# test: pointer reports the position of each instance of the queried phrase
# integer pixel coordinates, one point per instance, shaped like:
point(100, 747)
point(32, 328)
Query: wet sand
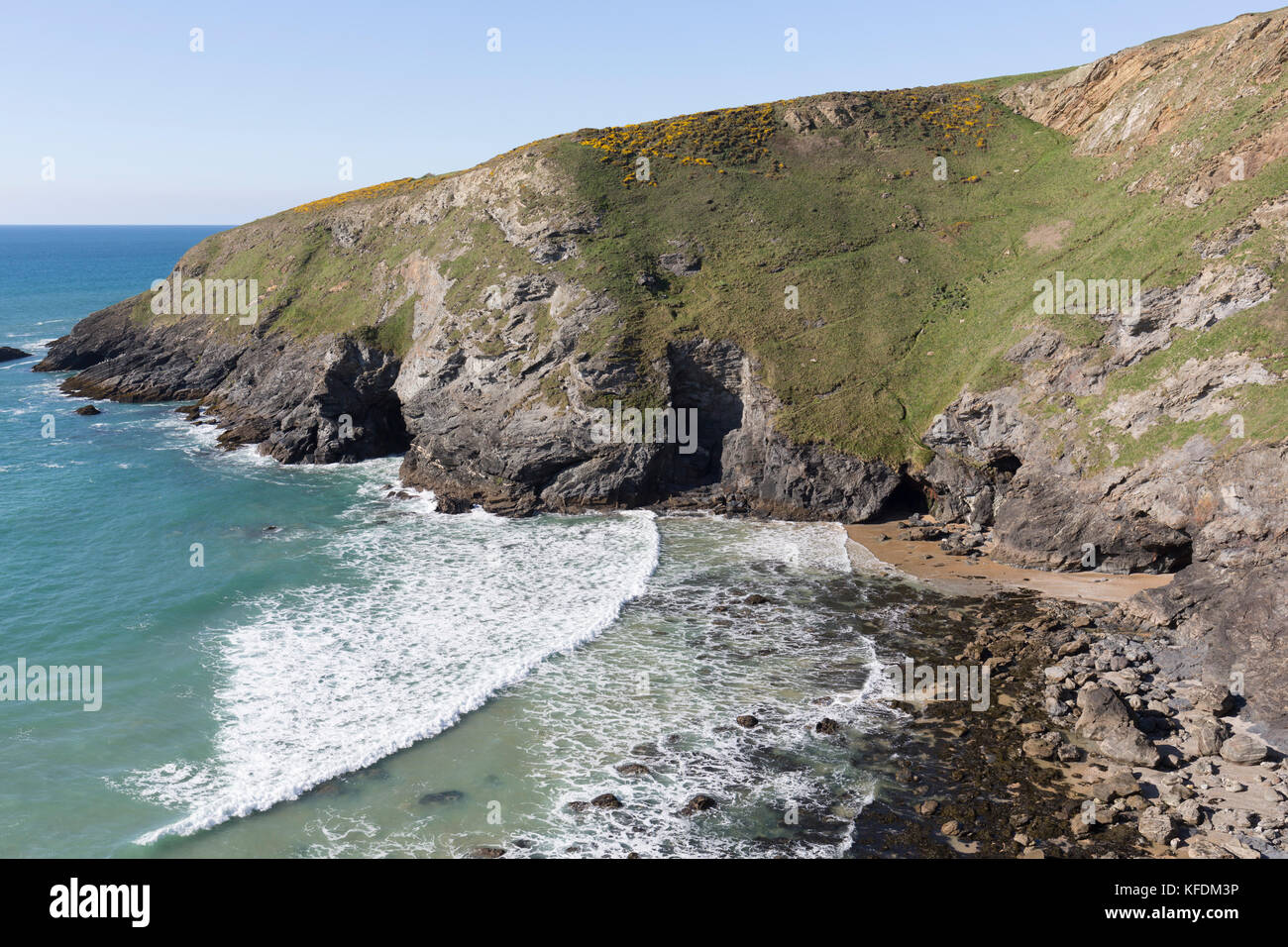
point(877, 548)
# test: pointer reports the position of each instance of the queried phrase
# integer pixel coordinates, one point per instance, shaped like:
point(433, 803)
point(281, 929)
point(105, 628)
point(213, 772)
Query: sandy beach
point(880, 549)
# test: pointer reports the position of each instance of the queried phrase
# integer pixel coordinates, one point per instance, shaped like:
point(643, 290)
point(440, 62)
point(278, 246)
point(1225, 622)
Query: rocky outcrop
point(329, 399)
point(527, 455)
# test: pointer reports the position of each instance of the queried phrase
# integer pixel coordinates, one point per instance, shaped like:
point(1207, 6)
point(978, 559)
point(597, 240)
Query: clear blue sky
point(145, 131)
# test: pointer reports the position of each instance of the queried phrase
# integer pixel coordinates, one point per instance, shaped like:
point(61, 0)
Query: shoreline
point(1102, 741)
point(881, 549)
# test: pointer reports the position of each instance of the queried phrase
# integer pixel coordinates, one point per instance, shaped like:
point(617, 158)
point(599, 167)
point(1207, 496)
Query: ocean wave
point(434, 616)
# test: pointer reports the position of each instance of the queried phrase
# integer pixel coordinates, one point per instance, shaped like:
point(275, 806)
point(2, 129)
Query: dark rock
point(699, 802)
point(441, 797)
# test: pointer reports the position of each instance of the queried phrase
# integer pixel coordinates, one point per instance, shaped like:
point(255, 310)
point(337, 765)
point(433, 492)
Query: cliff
point(846, 289)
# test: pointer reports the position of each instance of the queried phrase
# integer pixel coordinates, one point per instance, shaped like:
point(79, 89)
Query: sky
point(110, 115)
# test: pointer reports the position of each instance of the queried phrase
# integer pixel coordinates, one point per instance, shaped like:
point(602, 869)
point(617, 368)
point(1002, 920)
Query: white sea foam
point(434, 615)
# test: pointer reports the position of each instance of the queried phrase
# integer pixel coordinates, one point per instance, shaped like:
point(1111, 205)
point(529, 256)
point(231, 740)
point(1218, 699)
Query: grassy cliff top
point(907, 226)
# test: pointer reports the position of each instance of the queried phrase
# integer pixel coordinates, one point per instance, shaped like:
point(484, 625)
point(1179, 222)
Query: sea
point(292, 663)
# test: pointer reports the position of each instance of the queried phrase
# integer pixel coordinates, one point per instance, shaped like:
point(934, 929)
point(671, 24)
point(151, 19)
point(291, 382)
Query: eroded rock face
point(481, 437)
point(325, 401)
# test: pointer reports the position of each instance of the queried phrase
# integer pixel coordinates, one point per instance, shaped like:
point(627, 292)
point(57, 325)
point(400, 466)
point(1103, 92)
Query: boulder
point(1243, 749)
point(699, 802)
point(1107, 718)
point(1155, 826)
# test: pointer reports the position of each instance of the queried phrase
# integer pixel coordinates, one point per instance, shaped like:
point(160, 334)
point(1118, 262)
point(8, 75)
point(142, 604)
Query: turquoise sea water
point(347, 674)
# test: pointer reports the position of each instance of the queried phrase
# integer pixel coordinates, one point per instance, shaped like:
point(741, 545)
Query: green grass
point(877, 347)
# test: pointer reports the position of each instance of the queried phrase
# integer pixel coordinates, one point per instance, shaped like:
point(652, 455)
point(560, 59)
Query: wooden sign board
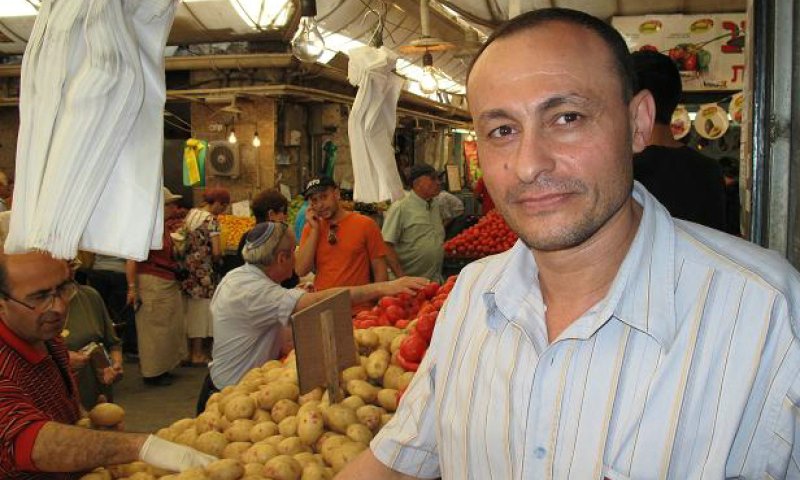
point(323, 343)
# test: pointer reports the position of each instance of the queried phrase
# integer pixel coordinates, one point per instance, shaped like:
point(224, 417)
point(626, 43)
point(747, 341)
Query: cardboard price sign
point(323, 344)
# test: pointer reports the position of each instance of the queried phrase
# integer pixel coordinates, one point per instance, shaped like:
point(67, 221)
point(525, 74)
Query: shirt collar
point(25, 349)
point(642, 294)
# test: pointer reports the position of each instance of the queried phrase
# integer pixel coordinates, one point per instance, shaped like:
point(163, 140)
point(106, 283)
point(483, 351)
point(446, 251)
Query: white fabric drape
point(372, 122)
point(88, 168)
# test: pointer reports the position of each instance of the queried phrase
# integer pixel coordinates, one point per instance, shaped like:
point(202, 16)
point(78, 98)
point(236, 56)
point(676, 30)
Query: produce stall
point(264, 428)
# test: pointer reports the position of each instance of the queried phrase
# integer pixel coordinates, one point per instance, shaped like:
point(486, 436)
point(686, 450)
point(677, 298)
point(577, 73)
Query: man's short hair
point(612, 38)
point(268, 200)
point(264, 242)
point(657, 73)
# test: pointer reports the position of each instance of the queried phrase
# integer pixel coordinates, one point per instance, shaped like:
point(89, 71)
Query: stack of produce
point(489, 236)
point(232, 228)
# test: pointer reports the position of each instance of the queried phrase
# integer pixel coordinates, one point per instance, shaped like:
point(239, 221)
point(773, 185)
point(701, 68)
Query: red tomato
point(413, 348)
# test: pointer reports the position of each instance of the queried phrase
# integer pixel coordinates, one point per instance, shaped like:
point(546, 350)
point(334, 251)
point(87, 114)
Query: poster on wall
point(708, 49)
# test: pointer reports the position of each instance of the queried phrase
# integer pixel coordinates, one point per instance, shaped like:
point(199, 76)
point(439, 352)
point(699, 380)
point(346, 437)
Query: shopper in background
point(342, 248)
point(251, 310)
point(413, 227)
point(611, 341)
point(38, 395)
point(689, 184)
point(160, 324)
point(88, 323)
point(201, 259)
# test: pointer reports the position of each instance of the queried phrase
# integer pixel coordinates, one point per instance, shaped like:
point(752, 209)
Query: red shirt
point(35, 388)
point(346, 263)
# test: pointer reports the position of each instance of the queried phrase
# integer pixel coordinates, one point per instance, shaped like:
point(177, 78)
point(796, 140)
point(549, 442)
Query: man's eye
point(567, 118)
point(499, 132)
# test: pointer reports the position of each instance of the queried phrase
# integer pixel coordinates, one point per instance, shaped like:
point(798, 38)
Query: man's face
point(428, 186)
point(555, 137)
point(325, 203)
point(30, 277)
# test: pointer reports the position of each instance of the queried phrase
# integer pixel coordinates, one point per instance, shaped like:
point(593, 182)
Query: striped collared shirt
point(688, 368)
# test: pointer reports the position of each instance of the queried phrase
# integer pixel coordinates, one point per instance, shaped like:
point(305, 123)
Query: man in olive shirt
point(413, 228)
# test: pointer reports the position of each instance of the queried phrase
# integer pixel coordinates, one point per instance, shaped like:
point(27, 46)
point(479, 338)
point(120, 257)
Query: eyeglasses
point(332, 233)
point(44, 301)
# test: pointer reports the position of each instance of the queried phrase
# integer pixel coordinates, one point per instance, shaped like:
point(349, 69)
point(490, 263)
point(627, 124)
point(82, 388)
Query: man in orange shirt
point(341, 247)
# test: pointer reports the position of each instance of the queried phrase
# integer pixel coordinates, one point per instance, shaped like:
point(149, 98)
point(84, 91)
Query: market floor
point(149, 408)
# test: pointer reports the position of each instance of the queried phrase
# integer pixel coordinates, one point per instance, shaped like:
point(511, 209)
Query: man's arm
point(304, 258)
point(379, 269)
point(393, 261)
point(367, 467)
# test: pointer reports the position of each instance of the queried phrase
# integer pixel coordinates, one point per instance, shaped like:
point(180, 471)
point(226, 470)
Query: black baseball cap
point(421, 170)
point(318, 184)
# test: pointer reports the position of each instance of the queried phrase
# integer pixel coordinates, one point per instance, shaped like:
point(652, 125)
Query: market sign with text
point(708, 49)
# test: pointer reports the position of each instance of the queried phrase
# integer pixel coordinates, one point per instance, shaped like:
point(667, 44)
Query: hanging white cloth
point(372, 122)
point(90, 142)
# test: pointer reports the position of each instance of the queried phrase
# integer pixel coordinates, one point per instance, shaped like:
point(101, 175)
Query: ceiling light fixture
point(308, 44)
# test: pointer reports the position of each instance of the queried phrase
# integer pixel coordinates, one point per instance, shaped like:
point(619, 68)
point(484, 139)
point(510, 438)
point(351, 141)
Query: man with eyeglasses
point(342, 247)
point(38, 396)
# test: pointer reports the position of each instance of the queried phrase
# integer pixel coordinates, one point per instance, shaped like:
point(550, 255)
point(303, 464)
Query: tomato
point(413, 348)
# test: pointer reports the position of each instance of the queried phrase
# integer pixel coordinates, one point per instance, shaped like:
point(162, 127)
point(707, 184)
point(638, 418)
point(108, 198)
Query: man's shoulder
point(761, 268)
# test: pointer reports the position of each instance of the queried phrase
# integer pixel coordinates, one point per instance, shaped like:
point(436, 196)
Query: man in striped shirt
point(613, 341)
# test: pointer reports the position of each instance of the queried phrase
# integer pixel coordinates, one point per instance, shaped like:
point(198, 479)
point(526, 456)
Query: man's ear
point(642, 111)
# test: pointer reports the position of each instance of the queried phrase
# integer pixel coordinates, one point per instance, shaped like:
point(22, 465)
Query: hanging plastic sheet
point(90, 143)
point(372, 123)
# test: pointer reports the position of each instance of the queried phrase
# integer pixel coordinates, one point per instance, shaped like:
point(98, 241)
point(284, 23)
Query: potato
point(212, 443)
point(225, 469)
point(271, 393)
point(234, 450)
point(353, 401)
point(346, 453)
point(315, 472)
point(282, 409)
point(192, 474)
point(239, 431)
point(396, 342)
point(291, 446)
point(240, 407)
point(367, 392)
point(288, 426)
point(313, 395)
point(261, 415)
point(262, 431)
point(404, 380)
point(165, 433)
point(283, 467)
point(385, 419)
point(377, 362)
point(387, 398)
point(187, 437)
point(310, 425)
point(370, 416)
point(259, 453)
point(106, 414)
point(274, 440)
point(359, 433)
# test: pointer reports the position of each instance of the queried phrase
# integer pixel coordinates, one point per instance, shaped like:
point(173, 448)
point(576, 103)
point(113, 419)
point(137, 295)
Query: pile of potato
point(262, 428)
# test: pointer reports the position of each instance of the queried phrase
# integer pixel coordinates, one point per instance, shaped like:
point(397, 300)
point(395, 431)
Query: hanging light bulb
point(308, 44)
point(428, 83)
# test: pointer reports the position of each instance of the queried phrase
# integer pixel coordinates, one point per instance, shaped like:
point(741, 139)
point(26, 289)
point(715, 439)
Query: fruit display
point(489, 236)
point(232, 228)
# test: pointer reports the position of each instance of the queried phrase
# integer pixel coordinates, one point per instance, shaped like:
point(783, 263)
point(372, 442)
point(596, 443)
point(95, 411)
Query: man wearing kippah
point(251, 310)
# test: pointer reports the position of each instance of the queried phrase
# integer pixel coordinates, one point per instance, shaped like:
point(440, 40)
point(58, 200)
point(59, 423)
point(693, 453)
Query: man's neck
point(574, 280)
point(662, 137)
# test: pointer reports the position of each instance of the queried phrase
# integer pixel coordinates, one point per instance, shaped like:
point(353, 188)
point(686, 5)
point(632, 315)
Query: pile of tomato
_ _ _ _
Leave out the pictures and restate, word for word, the lines from the top of the data through the line containing "point(1225, 622)", both included.

# test: pointer reports the position of each instance of the queried phrase
# integer pixel coordinates, one point per instance, shaped like:
point(100, 747)
point(32, 328)
Query: wet sand
point(877, 548)
# test: pointer reports the position of each instance of the queried phrase
# integer pixel coordinates, one point per instance, shaped like:
point(433, 803)
point(281, 929)
point(105, 628)
point(213, 772)
Query: sandy beach
point(880, 549)
# test: pointer reports the position of each instance of the queried phrase
# integer pixel coordinates, one point per instance, shaped like:
point(643, 290)
point(440, 62)
point(278, 246)
point(1225, 622)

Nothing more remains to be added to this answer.